[Stored data]
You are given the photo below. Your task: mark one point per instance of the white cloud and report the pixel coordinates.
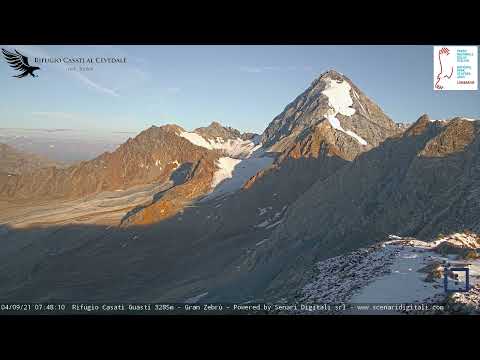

---

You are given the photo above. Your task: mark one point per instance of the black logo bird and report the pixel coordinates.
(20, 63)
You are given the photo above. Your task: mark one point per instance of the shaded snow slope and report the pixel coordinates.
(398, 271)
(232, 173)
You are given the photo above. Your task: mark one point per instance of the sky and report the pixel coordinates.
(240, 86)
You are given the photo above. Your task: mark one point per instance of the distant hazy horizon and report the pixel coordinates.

[Exercise brief] Above are the entries. Output exactly the lines beginning with the line that has "sky and report the pixel coordinates." and ending with the line that has "horizon and report the pixel coordinates.".

[Response to this exercise]
You are given the photo above. Your task: mark one point per instance of the sky and report the pixel coordinates.
(240, 86)
You are given the photo above. Your task: mark one point per instance of the distant hazy horizon and report the pixel coordinates.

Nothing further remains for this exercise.